— BEGIN Records supplied —
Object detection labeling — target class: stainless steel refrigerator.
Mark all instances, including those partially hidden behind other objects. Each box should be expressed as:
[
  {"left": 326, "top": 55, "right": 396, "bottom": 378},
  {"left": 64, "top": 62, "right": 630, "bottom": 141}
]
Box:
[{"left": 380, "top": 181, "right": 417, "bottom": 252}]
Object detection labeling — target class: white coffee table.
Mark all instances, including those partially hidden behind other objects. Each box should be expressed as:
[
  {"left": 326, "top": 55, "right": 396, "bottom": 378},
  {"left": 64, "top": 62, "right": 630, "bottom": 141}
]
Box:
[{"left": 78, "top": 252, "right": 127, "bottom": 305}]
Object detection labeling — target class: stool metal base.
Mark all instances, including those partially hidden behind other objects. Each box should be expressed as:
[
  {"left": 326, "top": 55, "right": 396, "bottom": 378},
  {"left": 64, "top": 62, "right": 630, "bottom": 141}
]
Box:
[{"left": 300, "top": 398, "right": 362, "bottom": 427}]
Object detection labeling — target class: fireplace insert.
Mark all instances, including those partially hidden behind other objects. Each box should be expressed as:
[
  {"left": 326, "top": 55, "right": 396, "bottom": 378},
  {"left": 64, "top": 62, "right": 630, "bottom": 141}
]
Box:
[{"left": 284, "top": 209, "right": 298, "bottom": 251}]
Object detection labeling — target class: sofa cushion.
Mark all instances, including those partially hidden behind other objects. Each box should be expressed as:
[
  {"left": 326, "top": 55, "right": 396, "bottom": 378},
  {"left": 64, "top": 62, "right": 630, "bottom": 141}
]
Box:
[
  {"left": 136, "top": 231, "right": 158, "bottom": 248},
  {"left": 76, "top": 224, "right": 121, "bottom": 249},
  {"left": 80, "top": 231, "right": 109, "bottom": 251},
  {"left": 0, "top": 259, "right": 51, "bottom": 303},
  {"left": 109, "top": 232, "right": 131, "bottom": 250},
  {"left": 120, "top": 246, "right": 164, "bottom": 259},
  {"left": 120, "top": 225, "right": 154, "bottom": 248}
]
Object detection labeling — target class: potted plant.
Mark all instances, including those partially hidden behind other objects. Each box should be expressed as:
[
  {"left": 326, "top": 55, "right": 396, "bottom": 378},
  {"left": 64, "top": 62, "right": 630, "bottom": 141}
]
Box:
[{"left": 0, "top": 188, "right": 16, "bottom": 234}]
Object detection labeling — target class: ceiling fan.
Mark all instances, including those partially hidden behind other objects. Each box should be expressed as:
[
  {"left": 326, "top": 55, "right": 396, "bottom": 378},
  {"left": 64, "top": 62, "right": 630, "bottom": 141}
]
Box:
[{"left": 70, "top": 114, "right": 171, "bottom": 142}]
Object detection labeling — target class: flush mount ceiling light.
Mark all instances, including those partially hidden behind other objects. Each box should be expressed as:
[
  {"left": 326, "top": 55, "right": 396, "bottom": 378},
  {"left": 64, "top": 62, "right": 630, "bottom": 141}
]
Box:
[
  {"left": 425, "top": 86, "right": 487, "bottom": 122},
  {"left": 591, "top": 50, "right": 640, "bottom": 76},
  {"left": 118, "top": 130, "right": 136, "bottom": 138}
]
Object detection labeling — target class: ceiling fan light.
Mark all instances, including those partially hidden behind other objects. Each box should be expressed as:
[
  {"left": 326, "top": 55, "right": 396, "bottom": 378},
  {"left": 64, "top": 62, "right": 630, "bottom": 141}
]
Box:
— END Records supplied —
## Exercise details
Please list each line above that contains the word "class". Only lines where the case matches count.

## Correct result
Object detection labeling — target class: stainless steel refrigerator.
Object detection labeling — target class: white coffee table.
Object detection labeling — target class: stool metal base.
Object detection labeling — target class: fireplace insert.
Object detection labeling — target class: sofa cushion.
Object detection labeling — target class: potted plant.
Object detection labeling — target class: ceiling fan.
Object detection labeling — target class: flush mount ceiling light.
Object detection labeling — target class: ceiling fan light.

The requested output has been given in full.